Dünyanın bütün çiçeklerini diyorum
Bütün çiçekleri getirin buraya,
Öğrencilerimi getirin, getirin buraya,
Kaya diplerinde açmış çiğdemlere benzer
Bütün köy çocuklarını getirin buraya,
Son bir ders vereceğim onlara,
Son şarkımı söyleyeceğim,
Getirin getirin...ve sonra öleceğim. (Ceyhun Atuf Kansu)
 ​
​Başta Şehit öğretmenlerimiz olmak üzere ebediyete intikal etmiş bütün öğretmenlerimizi rahmetle anıyorum. Hayatta olan öğretmenlerimize de sağlıklı bir hayat diliyorum. İyi ki varsın sevgili öğretmenim.

Yorumlar 7
veysi mahir ekmen 04 Kasım 2022 11:55

Ceyhun Atuf Kansu'ya ait bu şiirin Selda Bağcan tarafından melodileştirilip şarkıya dönüşmüş halini, yani DÜNYANIN BÜTÜN ÇİÇEKLERİ şarkısını da ben hatırlatmak isterim. Dinlemesi çok keyifli, çok hoş bir şarkıdır.

Hüseyin ÇAHAN 28 Mart 2022 20:51

Yüreğine sağlık dostum..

Yadem 28 Mart 2022 20:11

Bu kutsal mesleğin ve öğretmenlerin kaybettirilen değerlerinin tekrar kazandırılması temennisiyle kalemine sağlık.

Yadem 28 Mart 2022 19:47

Kutsal bir mesleğin ve öğretmenlerin değer kaybedişini üzülerek görüyoruz. İnşallah tekrardan değerlenir SEVGİLİ ÖĞRETMENİM...

Vedat Bostancı 28 Mart 2022 19:23

Emeğine,yüreğine sağlık değerli müdürüm

Orhan 28 Mart 2022 19:17

Son derece doğru tespitler. Yüreğine, kalemine sağlık. Öğretmenin kıymetinin bilindiği ama aynı zamanda öğretmenlerin de kendi meslektaşlarını beğenip değer verdiği bir dünyayı hepimiz arzuluyoruz. İyi ki varsınız...

Alper 28 Mart 2022 19:07

147 öğretmen hattı bu olumsuzlukların en büyük sebeplerinden biri.

* _Görev Malzemesi_

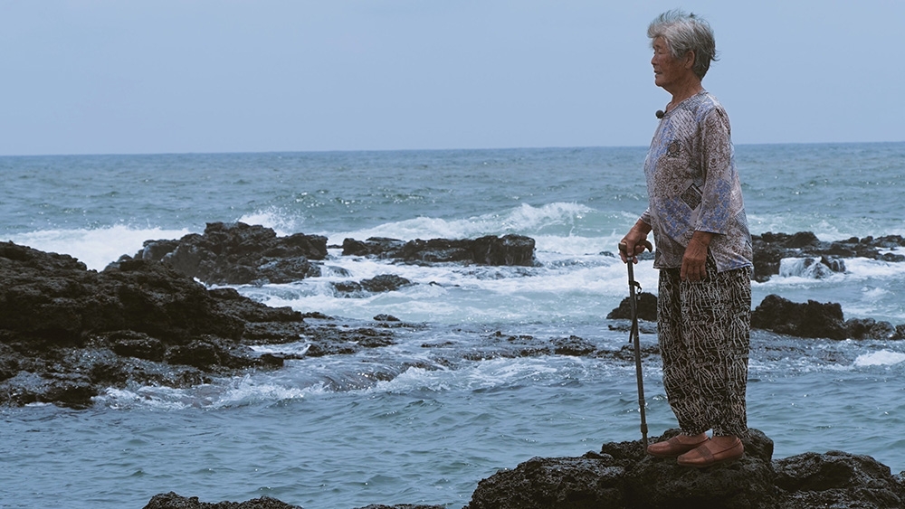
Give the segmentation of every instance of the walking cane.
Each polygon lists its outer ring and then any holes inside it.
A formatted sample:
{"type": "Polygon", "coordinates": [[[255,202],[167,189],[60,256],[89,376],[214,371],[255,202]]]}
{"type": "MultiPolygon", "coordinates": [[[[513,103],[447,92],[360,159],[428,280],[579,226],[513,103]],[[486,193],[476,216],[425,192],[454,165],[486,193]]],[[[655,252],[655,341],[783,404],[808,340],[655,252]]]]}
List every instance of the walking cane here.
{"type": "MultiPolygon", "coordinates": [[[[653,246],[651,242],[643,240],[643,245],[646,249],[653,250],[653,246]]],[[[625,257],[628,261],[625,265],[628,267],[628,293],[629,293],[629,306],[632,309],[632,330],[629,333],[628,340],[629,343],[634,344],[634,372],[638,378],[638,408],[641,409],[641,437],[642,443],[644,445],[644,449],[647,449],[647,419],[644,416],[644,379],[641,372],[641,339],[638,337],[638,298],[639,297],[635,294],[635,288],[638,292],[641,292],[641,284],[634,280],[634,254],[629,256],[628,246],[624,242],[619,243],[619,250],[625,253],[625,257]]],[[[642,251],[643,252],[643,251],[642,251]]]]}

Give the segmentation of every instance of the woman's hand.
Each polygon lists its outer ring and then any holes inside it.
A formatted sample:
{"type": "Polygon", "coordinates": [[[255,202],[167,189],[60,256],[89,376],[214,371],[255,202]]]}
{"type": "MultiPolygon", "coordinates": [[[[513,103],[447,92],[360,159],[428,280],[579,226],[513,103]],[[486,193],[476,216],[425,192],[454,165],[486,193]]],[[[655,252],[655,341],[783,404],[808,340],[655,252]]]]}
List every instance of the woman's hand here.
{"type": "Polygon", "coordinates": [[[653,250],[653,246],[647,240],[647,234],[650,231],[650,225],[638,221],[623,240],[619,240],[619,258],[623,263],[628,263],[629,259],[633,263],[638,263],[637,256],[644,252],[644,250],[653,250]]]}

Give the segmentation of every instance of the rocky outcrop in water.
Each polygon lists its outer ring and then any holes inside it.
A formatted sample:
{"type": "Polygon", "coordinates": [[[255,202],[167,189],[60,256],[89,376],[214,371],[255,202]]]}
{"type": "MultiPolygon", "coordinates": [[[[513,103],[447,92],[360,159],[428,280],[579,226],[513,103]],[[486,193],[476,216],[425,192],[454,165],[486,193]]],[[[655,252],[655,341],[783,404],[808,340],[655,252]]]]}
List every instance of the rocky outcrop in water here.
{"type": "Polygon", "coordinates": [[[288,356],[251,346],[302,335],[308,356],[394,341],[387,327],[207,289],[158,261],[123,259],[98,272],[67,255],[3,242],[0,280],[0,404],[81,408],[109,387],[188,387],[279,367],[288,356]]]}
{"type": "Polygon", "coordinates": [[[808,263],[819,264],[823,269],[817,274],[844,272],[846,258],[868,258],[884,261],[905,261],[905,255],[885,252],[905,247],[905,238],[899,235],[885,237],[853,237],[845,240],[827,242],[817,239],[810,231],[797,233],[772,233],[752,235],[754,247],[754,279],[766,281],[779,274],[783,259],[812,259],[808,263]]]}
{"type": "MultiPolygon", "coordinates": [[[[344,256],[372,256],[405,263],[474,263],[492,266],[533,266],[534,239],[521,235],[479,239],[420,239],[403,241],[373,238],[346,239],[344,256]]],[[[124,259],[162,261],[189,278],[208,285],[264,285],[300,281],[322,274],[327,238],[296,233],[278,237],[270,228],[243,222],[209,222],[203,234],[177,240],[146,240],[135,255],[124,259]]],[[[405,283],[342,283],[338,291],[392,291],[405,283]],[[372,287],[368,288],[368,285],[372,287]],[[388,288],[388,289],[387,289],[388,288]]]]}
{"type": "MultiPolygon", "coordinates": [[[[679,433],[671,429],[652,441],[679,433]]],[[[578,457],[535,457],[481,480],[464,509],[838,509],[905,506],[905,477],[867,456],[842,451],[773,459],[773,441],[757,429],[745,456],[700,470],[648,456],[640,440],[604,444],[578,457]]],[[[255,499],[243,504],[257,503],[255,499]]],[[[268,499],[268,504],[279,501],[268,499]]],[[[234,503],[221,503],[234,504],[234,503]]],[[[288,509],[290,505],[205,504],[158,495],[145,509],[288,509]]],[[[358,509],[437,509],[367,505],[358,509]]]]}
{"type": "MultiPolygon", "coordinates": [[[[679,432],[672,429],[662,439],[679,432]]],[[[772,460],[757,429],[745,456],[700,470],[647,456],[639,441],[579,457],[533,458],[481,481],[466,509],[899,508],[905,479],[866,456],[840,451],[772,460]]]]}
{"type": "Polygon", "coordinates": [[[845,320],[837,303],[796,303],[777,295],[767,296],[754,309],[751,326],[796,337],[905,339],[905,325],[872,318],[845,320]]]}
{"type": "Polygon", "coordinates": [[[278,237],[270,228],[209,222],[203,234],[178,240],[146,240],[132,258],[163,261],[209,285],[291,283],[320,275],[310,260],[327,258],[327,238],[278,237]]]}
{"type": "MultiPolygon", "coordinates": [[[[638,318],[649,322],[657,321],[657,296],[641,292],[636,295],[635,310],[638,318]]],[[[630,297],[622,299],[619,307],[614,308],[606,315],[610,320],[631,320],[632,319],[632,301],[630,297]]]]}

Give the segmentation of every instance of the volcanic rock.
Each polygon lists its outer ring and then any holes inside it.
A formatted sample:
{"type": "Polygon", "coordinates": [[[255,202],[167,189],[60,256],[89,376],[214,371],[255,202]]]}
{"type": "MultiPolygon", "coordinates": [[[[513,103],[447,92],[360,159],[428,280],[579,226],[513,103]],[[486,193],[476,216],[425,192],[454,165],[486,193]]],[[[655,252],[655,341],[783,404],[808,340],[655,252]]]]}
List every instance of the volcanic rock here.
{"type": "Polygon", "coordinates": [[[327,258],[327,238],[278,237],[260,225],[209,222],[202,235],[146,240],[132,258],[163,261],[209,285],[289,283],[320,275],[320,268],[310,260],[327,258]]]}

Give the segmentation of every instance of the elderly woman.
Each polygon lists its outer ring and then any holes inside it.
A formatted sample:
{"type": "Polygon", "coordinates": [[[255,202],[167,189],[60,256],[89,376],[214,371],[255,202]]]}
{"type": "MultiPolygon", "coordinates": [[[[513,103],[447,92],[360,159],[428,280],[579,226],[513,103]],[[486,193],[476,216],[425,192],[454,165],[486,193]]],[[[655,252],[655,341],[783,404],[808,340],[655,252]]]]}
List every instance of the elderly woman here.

* _Verilen Problem 1_
Okunacak bölümdeki yorumlardan birine göre, Ceyhun Atuf Kansu'nun şiirini melodileştirip şarkıya dönüştüren kimdir?
* _Verilen Problem 2_
Listede "Give the segmentation of every instance of the elderly" ifadesini içeren satırdan başlayıp listenin son satırı da dahil olmak üzere sonuna kadar uzanan satırları kelimesi kelimesine yeniden yazın.

* _Nihai Sonuç 1_
Selda Bağcan.

* _Nihai Sonuç 2_
Give the segmentation of every instance of the elderly woman.
Each polygon lists its outer ring and then any holes inside it.
A formatted sample:
{"type": "Polygon", "coordinates": [[[255,202],[167,189],[60,256],[89,376],[214,371],[255,202]]]}
{"type": "MultiPolygon", "coordinates": [[[[513,103],[447,92],[360,159],[428,280],[579,226],[513,103]],[[486,193],[476,216],[425,192],[454,165],[486,193]]],[[[655,252],[655,341],[783,404],[808,340],[655,252]]]]}
List every instance of the elderly woman here.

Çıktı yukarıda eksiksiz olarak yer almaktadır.